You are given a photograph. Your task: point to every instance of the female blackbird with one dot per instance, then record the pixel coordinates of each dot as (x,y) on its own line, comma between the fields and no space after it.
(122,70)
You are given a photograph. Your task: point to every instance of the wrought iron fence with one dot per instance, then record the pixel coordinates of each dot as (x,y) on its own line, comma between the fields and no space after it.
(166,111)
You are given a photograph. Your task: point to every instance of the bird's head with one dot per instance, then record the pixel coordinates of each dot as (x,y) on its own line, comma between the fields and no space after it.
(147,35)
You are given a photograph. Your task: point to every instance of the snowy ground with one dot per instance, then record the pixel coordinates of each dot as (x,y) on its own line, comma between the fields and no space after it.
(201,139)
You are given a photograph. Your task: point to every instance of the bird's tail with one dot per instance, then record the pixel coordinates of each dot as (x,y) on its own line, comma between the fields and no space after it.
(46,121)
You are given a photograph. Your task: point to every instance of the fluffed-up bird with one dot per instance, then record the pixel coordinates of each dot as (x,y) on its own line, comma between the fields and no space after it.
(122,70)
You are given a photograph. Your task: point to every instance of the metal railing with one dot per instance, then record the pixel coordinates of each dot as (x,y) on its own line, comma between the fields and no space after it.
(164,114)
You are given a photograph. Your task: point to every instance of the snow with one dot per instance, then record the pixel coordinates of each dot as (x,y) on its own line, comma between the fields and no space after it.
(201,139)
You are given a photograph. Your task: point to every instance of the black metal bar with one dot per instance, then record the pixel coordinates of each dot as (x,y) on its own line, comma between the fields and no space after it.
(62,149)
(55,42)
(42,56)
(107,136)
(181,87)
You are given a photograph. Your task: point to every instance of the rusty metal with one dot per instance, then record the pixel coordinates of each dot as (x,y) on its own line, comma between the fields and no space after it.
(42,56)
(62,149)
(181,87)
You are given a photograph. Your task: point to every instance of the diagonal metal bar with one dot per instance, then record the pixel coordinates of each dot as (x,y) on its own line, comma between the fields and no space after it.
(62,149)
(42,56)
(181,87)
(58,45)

> [DIRECTIONS]:
Line by line, print the listing above exactly.

> [SOLUTION FOR THIS TASK]:
You are given a photograph. Your task: point to every instance of the female blackbird with one dot per instance, then record the pixel coordinates of each dot as (x,y) on its own line, comma between the fields and no space after it.
(122,70)
You are given a photograph. Your task: point to every instance of the wrought iron fence with one dot per instance, then record the pixel coordinates of each dot as (x,y) on its own line, comma between the fields and no space after it.
(166,111)
You are given a photograph. Your task: point to every instance of the bird's head with one dot per instance, then record the pixel coordinates of each dot as (x,y) on its own line, comma between the fields and no space after it.
(147,35)
You are given a photograph. Your task: point to every instance of the snowy ground with one dot per instance, then record the pixel coordinates of each dot as (x,y) on its own line, comma between the fields and no space after it.
(201,139)
You are given a photograph. Your task: point to every instance of the bird's tail with one dot per instance, then record the pixel coordinates of each dot as (x,y) on its own line, comma between the fields and no space after it.
(46,121)
You are given a photograph. Your task: point to every instance of the fluffed-up bird with one dot per instance, then record the pixel coordinates of each dot as (x,y) on its own line, comma between the fields and no space after it.
(122,70)
You are given a photograph. Your task: point to every instance of the metal railing with one dot per instance, then record the pixel coordinates of each dot as (x,y) on its own line, comma between the fields and no space after it.
(164,114)
You are given a photograph. Your task: point to every instance of the snow with one dot per instance, then record the pixel coordinates of each dot as (x,y) on its own line, comma between the fields and no space after it.
(201,139)
You are given a photograph. Your task: point to every instance of the black metal bar with one dot per instance, then record the pixel coordinates of each dot as (x,y) on its own line, comma between the fields and no space after it.
(62,149)
(55,42)
(42,56)
(107,136)
(181,87)
You are given a photograph. Your task: point to every instance of the rusty metal with one dot per instance, then record the pixel coordinates of each dot as (x,y) on its own line, comma between the fields and no space after it.
(42,56)
(62,149)
(181,87)
You are given a photograph. Your task: point to every instance of the diagonal metal bar with one dot per instance, then record the pixel coordinates of each dot as (x,y) on its own line, comma between the fields and no space after it.
(62,149)
(42,56)
(181,87)
(58,45)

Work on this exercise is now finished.